Stored records:

- Opening Delimiter -

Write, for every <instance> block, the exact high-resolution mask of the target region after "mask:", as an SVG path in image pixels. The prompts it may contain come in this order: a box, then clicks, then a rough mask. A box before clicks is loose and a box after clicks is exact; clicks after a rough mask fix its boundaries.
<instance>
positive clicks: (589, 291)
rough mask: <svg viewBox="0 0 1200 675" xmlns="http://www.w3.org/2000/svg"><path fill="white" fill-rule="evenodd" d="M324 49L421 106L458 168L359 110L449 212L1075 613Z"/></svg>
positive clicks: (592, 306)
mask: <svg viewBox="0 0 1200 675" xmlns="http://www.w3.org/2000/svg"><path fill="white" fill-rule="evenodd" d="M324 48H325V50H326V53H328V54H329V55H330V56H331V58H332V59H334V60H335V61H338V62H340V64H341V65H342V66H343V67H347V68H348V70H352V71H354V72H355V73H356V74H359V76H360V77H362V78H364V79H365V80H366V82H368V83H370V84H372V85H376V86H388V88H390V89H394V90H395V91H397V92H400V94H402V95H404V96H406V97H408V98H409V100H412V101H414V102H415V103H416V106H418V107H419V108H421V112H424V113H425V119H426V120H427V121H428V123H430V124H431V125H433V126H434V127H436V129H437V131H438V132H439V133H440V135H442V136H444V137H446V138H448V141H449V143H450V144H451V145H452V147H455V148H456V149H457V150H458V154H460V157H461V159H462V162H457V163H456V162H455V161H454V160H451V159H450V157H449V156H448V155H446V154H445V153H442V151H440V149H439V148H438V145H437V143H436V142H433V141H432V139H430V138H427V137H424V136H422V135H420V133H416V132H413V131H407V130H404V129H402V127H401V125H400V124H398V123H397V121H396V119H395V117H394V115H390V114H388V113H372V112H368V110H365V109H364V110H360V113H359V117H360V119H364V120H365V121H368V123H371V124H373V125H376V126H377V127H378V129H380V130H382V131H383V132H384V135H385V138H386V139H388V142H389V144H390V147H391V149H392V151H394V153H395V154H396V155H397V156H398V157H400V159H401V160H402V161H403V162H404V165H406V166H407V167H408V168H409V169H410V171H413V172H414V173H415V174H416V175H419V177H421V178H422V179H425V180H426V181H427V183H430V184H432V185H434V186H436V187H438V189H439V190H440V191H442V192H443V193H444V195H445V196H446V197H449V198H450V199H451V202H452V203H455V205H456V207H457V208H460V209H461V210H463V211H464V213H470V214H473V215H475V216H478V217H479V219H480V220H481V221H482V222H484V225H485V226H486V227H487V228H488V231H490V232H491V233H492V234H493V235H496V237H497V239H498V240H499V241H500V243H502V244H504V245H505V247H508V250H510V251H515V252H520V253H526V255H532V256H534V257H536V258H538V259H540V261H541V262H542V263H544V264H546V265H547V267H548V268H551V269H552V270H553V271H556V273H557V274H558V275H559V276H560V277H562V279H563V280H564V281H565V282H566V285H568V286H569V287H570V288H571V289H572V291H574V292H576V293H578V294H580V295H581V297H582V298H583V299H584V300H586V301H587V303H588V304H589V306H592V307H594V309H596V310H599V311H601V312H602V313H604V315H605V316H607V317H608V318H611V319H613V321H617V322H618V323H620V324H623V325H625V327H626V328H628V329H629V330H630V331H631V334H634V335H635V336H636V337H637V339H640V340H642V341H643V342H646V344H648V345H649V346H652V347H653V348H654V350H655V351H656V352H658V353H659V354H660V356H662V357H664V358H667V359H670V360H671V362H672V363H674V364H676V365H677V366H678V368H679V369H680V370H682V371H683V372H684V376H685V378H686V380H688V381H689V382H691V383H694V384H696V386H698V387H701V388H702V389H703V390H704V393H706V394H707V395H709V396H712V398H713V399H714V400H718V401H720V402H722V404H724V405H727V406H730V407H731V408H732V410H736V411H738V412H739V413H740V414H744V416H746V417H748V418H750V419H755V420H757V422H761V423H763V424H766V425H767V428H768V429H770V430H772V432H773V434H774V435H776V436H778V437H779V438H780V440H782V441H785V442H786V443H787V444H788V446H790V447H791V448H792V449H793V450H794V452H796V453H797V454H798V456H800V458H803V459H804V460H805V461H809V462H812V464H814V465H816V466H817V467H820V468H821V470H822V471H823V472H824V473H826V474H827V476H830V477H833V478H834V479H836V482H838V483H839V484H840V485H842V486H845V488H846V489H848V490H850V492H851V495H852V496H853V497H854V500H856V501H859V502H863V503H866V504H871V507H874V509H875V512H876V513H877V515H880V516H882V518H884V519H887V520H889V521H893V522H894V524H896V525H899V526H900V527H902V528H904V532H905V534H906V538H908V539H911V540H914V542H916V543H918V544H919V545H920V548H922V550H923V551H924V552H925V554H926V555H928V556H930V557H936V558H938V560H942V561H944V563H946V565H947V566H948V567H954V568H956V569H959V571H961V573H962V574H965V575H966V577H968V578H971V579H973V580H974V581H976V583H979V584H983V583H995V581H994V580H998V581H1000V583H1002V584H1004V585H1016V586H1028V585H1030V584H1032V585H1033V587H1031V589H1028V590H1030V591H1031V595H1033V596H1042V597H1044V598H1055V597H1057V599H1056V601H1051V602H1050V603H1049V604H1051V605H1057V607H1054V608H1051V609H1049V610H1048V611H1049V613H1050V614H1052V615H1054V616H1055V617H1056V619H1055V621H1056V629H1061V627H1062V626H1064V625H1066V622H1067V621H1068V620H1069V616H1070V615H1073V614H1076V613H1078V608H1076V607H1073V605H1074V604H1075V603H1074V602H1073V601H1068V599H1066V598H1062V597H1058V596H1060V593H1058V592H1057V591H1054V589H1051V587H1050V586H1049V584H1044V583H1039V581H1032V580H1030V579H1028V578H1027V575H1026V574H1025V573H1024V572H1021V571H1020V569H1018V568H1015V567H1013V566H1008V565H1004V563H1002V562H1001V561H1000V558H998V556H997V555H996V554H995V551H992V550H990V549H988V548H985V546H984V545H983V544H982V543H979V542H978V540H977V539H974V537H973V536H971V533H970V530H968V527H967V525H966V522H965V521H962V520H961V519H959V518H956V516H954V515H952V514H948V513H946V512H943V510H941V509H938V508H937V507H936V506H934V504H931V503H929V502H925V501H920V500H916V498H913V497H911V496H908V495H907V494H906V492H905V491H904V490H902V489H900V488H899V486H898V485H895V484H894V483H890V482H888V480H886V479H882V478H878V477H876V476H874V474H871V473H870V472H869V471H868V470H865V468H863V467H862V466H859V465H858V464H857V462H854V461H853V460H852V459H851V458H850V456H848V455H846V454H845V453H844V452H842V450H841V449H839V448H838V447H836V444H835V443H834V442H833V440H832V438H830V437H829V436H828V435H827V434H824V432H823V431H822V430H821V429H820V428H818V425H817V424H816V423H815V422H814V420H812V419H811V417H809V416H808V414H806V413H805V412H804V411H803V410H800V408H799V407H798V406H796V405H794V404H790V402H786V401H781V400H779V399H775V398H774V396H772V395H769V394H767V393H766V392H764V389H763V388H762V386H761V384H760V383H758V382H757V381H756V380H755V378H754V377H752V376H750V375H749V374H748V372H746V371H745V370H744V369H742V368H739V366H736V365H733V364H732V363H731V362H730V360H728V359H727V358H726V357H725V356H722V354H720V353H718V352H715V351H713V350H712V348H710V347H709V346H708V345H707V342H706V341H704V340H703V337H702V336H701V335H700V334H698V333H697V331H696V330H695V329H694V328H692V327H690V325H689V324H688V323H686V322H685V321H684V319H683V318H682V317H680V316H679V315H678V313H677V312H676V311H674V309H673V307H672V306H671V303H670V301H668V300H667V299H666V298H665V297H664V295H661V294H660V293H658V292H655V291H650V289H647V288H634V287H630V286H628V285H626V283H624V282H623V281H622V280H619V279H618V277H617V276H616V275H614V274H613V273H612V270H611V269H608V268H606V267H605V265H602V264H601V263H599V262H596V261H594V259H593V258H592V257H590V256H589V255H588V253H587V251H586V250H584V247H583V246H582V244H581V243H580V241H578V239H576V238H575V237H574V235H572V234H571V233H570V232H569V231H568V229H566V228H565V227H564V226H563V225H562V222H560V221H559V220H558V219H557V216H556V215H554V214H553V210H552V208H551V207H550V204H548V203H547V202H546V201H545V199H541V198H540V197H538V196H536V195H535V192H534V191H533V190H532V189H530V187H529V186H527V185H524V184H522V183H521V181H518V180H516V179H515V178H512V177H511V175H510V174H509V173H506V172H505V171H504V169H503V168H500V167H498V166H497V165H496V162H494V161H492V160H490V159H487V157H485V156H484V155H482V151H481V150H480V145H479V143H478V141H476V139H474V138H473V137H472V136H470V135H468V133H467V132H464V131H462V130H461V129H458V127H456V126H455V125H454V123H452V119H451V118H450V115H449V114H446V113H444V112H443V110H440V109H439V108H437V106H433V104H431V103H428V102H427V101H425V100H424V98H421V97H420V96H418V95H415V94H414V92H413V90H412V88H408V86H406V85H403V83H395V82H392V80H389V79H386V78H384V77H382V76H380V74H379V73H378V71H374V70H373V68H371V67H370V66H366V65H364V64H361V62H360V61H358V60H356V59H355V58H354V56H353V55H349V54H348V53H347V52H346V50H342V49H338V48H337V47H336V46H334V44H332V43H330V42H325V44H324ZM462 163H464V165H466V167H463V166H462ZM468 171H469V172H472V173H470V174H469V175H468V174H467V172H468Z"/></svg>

- Closing Delimiter -

Working from the data above, extract solely the lines from the one containing "positive clicks: (589, 291)" through the one containing "rough mask: <svg", exactly as they appear, both included.

■ **TASK ANSWER**
positive clicks: (589, 291)
rough mask: <svg viewBox="0 0 1200 675" xmlns="http://www.w3.org/2000/svg"><path fill="white" fill-rule="evenodd" d="M324 49L421 106L458 168L359 110L449 212L1075 613Z"/></svg>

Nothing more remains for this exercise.